> Task prompt:
From the entries below, please gather each line containing the string "stem".

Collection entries
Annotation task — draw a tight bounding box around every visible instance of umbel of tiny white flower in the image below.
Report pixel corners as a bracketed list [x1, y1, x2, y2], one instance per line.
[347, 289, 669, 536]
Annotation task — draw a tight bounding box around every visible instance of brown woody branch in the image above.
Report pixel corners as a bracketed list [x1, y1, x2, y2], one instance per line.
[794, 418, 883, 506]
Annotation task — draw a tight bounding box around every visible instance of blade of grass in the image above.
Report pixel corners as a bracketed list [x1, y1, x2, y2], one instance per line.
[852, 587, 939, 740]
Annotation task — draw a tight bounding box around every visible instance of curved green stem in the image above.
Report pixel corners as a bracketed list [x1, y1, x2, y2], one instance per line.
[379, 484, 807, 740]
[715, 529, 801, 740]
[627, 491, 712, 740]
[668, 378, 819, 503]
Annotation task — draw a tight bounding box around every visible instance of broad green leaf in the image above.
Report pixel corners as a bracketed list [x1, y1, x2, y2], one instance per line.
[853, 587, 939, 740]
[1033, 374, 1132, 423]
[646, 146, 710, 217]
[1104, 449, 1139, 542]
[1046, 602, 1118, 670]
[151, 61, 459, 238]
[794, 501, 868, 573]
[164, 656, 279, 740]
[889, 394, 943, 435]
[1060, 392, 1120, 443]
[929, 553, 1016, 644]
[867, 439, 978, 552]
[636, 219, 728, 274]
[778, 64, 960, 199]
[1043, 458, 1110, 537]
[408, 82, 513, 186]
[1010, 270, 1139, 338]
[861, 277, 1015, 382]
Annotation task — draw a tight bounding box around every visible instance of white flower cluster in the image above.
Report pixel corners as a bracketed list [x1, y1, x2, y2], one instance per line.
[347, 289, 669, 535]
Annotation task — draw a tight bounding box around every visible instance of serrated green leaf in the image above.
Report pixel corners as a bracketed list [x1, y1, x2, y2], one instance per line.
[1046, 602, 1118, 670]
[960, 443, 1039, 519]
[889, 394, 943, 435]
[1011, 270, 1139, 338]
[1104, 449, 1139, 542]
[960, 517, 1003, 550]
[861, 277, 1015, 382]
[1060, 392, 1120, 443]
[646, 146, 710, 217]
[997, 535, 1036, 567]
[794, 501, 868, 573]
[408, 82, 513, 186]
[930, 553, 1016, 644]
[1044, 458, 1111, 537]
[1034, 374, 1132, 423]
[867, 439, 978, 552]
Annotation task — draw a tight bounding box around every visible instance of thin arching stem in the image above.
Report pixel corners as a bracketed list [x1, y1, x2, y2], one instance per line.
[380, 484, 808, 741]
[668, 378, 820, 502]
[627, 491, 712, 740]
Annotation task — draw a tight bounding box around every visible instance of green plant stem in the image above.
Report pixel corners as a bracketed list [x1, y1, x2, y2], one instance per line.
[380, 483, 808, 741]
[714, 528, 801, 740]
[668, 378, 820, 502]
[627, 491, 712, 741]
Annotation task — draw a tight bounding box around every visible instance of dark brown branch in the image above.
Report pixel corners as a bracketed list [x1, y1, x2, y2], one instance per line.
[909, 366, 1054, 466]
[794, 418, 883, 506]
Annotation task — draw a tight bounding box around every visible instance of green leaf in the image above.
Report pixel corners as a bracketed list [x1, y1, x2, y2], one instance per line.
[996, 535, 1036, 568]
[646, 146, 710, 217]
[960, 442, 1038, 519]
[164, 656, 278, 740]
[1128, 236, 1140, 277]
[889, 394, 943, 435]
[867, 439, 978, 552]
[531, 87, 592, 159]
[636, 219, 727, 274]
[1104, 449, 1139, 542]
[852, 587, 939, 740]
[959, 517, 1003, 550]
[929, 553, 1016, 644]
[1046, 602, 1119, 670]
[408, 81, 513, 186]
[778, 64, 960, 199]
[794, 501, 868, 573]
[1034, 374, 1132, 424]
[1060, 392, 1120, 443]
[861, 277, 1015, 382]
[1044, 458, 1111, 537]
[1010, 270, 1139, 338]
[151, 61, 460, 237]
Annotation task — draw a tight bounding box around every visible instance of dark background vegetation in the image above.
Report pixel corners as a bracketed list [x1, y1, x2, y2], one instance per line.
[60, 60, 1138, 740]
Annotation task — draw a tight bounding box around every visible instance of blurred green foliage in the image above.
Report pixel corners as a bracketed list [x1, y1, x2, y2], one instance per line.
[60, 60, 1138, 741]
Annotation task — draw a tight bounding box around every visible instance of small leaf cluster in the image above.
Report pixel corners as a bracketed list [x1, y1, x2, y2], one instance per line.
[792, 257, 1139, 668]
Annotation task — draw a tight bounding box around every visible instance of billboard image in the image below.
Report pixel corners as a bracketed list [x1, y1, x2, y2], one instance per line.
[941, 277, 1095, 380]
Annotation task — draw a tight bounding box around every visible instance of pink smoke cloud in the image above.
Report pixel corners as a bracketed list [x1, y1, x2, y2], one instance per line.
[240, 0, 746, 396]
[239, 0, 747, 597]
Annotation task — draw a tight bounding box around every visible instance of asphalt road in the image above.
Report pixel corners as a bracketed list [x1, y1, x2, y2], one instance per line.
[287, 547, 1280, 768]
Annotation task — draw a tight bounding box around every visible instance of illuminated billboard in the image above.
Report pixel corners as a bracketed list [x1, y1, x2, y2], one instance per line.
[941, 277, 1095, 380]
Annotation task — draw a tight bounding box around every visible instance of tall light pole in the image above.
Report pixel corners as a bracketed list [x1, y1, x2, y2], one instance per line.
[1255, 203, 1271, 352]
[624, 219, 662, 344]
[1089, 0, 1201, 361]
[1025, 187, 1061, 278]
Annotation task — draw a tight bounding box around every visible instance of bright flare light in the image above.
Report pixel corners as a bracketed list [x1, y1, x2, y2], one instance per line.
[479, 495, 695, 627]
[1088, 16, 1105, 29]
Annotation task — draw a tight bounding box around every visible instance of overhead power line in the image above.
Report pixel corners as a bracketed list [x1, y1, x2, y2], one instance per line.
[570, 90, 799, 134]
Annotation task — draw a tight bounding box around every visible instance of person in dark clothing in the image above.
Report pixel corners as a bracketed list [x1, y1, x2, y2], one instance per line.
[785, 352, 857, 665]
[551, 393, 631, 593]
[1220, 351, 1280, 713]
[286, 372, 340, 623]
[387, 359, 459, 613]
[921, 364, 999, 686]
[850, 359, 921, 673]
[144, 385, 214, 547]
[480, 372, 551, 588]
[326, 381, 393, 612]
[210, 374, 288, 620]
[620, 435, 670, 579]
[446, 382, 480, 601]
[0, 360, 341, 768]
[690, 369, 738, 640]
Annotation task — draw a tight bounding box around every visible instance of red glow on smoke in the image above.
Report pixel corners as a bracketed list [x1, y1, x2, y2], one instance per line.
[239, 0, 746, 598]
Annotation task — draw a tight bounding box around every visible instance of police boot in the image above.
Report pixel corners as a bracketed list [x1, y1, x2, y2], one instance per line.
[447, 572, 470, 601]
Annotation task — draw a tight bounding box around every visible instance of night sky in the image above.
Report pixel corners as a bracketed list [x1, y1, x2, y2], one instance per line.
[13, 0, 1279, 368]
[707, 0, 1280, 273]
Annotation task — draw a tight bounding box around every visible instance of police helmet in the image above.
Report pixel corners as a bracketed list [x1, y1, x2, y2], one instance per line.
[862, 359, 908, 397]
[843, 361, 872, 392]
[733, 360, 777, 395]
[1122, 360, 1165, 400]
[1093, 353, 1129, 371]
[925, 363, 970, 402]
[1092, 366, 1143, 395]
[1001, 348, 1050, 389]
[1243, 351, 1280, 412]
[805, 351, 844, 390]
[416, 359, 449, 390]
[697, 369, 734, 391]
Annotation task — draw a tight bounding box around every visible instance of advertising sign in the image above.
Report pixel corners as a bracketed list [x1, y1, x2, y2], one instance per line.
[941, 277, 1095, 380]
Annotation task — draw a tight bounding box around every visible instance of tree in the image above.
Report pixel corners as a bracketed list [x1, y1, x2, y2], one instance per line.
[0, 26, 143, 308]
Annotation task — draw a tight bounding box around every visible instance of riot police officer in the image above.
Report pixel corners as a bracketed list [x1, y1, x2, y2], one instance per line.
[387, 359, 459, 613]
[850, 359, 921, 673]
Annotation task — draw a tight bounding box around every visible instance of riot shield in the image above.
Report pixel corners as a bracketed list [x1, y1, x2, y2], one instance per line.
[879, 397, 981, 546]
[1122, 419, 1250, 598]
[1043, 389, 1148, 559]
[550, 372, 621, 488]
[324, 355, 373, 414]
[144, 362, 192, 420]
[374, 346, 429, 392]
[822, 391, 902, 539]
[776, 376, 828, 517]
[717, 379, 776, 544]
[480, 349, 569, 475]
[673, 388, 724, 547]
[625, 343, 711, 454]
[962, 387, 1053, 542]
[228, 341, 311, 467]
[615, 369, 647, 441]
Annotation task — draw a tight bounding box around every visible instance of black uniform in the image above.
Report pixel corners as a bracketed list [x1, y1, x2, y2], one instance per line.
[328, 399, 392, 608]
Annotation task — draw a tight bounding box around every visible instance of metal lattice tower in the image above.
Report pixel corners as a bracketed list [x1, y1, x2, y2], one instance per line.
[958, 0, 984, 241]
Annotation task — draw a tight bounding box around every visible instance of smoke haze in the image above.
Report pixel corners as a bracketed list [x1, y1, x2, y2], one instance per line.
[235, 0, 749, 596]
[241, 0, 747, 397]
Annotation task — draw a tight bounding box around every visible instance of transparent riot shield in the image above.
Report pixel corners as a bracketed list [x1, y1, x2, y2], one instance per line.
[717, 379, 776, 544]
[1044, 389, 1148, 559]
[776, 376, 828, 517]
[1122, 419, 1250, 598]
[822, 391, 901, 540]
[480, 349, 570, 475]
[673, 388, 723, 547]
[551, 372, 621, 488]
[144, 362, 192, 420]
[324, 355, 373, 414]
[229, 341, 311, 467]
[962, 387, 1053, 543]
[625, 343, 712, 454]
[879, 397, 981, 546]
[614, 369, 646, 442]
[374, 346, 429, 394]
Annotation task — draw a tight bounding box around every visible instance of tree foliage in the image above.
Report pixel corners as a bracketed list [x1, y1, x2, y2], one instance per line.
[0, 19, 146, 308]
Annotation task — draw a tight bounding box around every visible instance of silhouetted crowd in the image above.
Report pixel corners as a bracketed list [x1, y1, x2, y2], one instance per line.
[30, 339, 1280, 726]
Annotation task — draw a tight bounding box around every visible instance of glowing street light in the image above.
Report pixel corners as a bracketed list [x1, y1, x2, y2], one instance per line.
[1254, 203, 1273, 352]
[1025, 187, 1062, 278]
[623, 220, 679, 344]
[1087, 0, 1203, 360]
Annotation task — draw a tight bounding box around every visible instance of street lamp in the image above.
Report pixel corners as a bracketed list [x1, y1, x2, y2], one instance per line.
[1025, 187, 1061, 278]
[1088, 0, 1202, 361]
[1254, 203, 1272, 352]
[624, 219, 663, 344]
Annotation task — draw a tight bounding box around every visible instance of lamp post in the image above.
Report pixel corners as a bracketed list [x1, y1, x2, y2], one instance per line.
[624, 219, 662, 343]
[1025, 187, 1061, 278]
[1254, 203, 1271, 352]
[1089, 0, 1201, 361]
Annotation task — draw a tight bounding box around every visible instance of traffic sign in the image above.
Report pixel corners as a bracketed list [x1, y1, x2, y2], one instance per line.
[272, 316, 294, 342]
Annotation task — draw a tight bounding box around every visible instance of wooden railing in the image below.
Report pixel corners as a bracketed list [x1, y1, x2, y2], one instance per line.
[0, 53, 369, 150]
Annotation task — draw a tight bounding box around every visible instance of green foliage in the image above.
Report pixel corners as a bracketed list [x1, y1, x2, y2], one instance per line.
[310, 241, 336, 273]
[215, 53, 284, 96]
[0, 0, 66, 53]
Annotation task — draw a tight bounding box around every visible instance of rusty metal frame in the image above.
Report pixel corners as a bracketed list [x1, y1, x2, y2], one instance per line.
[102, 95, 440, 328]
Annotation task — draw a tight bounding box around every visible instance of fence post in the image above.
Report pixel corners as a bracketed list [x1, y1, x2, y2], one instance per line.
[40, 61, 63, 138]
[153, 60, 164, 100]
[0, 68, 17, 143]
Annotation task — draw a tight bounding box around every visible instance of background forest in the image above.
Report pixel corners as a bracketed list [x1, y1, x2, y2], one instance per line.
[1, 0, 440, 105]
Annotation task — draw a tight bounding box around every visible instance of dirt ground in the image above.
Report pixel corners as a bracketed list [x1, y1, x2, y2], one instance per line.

> Written reply:
Annotation task — draw a tight bounding box around every visible instance of curved green stem in the image above.
Annotation task — draw a tight bounding box around every visible instance of thin arching stem in the image above.
Annotation task — draw a tight bounding box around every visible instance of green plant stem in the image above.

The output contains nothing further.